- TASK OBJECTIVE: Which of the lines below contain the string "glass"? Pull each one out of the data.

BEGIN DATA SUPPLIED

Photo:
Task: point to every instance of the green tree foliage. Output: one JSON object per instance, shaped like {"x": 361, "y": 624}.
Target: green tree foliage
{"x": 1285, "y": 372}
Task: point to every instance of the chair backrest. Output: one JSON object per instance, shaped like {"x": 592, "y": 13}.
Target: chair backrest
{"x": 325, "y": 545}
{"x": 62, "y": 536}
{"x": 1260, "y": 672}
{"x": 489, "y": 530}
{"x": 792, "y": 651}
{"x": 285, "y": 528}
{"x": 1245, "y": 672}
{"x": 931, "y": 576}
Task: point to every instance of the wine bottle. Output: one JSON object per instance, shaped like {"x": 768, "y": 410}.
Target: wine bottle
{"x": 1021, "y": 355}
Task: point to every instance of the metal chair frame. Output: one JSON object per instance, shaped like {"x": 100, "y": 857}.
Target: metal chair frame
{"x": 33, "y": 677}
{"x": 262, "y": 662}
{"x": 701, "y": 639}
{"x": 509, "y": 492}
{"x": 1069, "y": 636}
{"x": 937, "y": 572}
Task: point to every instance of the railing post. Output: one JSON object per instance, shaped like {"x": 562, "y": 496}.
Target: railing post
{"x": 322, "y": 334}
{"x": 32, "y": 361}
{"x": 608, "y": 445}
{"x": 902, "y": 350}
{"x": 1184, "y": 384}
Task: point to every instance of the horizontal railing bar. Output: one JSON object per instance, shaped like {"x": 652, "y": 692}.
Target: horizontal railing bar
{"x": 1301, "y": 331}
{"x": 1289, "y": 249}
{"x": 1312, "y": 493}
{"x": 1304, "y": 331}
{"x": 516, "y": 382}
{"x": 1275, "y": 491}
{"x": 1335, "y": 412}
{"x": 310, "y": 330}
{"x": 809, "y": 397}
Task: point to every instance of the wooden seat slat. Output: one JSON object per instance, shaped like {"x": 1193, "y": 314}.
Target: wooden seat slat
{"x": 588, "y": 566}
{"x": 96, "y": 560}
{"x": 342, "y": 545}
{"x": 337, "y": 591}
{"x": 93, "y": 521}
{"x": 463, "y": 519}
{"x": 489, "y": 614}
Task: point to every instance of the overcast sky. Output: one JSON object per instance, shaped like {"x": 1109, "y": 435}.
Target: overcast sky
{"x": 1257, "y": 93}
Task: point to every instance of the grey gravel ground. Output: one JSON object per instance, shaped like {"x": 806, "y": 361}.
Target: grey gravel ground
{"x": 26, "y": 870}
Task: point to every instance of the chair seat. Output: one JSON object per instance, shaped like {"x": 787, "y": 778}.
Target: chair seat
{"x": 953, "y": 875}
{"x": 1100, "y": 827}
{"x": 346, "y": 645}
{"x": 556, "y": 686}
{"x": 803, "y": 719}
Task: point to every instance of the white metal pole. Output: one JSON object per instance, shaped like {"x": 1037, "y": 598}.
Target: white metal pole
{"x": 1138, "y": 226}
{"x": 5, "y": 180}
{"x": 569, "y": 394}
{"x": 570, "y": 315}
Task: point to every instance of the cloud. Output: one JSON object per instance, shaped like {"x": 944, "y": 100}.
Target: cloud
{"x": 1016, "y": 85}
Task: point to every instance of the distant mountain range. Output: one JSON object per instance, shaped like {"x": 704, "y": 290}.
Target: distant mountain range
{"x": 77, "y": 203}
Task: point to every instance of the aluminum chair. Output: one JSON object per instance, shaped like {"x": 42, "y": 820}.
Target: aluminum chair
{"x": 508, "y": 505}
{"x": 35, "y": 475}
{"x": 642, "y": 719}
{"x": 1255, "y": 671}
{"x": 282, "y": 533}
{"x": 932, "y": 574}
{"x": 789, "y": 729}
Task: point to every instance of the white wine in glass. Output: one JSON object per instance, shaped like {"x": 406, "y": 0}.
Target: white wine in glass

END DATA SUPPLIED

- ANSWER SECTION:
Task: point to every instance of the white wine in glass. Output: one JSON object per instance, shaped like {"x": 406, "y": 0}.
Target: white wine in glass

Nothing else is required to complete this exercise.